**EXCERPT PROVIDED**
——

These forums are now Read Only. If you have an Acrobat question, ask questions and get help from one of our experts.

Arabic PDF Conversion to other file formats

hemahgoub
Registered: Sep 24 2007
Posts: 4

Our company (www.alkhawarizmy.com/en/index_en.php) has developed an Arabic search engine and we need to be able to convert Arabic pdf files correctly to html files, in order to include pdf files in our new desktop search product.
 
At the moment Arabic pdf files are not converted correctly. We are willing to purchase any component that will allows us to perform the conversion properly on the .NET platform.
Is there ANYTHING available (preferably a .NET dll/Activex com that can do this.
 
I would very much appreciate your help, as we would like to include support for Arabic pdf files in our KSearch Desktop Edition Product.
 
Thanks and best regards.
Hossam Mahgoub
President and CEO
AlKhawarizmy Language Software

My Product Information:
Acrobat Standard 8.0999999999999996447286321199499070644378662109375, Windows
dthanna
ExpertTeam
Registered: Sep 28 2005
Posts: 248
Not being a native, or even secondary, fluent in Arabic, I will give this a bit of a stab, though.

Arabic, along with Hebrew and Thai is considered a Level IV language - in that the complexity of the language is multiplied due to the way glyphs and the meaning of those glyphs is dependent upon how they relate to each other.

As you have developed an Arabic search engine, I am sure you are already aware of this - the above is for others that may be following along at home.

One of the difficult problems you will run into with extraction of a Type IV language out of PDF has to do with how the glyphs were put in there. In other words, how was the typography + the font selected handled. If they just used character overlay (very common) - with no relation to UNICODE you will have to manually disect the document. If they used a full UNICODE font, but the composition engine wasn't Arabic aware, you are better off, but will still have text extraction issues.

The best you can hope for is a UNICODE font and an Arabic aware composition engine.

As for the text extraction - I cannot give the name of the company, but they sell a product called 'Text Extraction Toolkit'. It is UNICODE aware. That should provide you with the development tool you are looking for.

Douglas Hanna is a member of the Production Print Technology team at Aon.
www.aonhewitt.com

hemahgoub
Registered: Sep 24 2007
Posts: 4
Thanks very much for your very comprehensive answer. In fact, the PDF-to-Text converter I am currently using, puts out UNICODE characters in the text stream; this would mean I still need to "re-compose" the double byte chracters to single byte characters for display purposes (whether it be UTF-8 or CP-1256), but that is not a very big deal.

It would be useful, though, if Adobe could exert a bit of an effort in including correct export of Arabic PDF documents, especially since the Arabic customer base will be expanding rapidly in the next decade. We know this, after having developed an award winning business plan, in order to cover the Arabic market.

Thanks again and best wishes,
Hossam Mahgoub

——

**DATA LINES**
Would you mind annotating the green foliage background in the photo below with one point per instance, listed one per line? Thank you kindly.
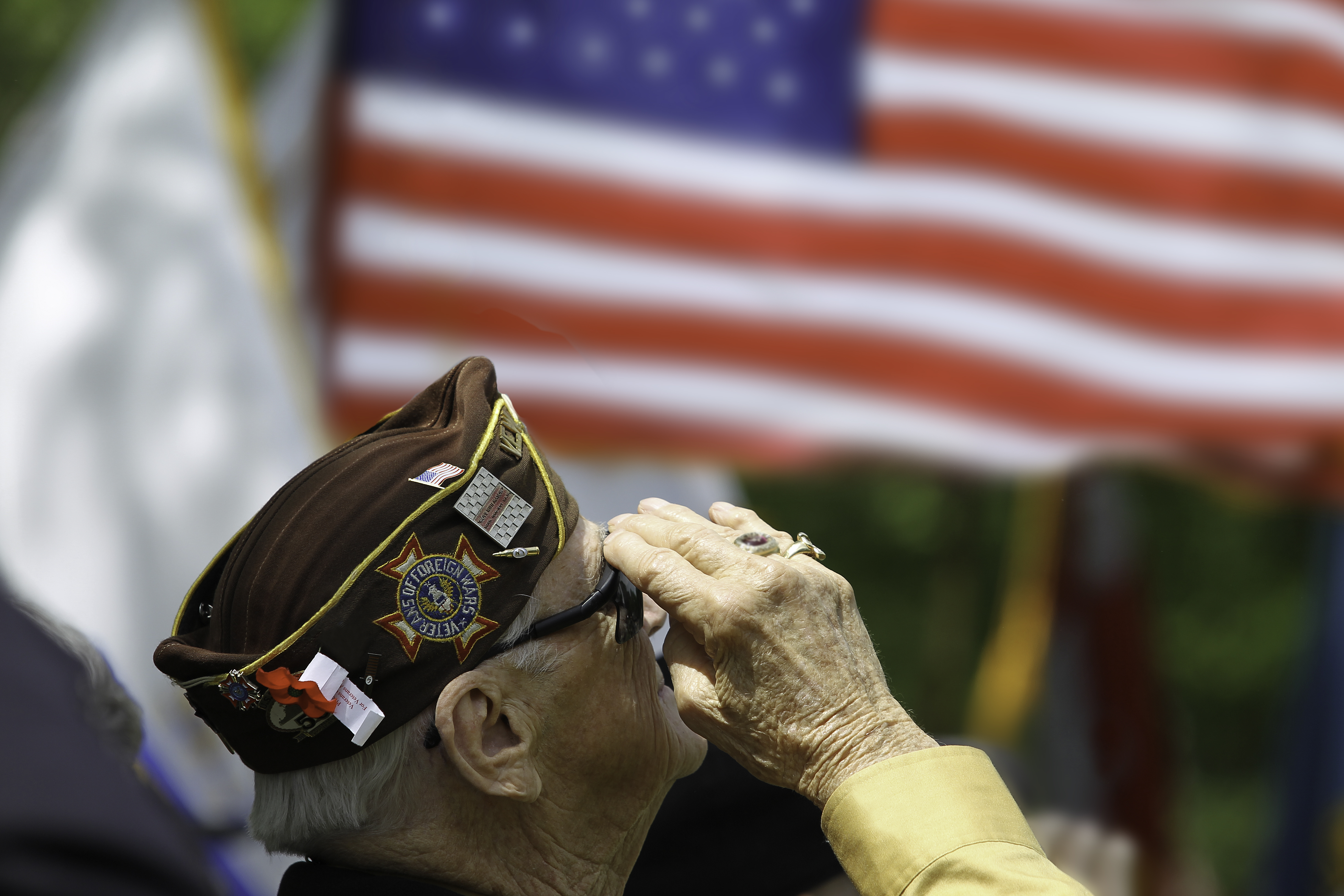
(1229, 579)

——

**SHORT PROBLEM**
In the Arabic PDF conversion thread, retype the passage that begins at the words "One of the difficult" and stops after "text extraction issues.". Keep each word and mark unchanged.

**ANSWER FOR THE TASK**
One of the difficult problems you will run into with extraction of a Type IV language out of PDF has to do with how the glyphs were put in there. In other words, how was the typography + the font selected handled. If they just used character overlay (very common) - with no relation to UNICODE you will have to manually disect the document. If they used a full UNICODE font, but the composition engine wasn't Arabic aware, you are better off, but will still have text extraction issues.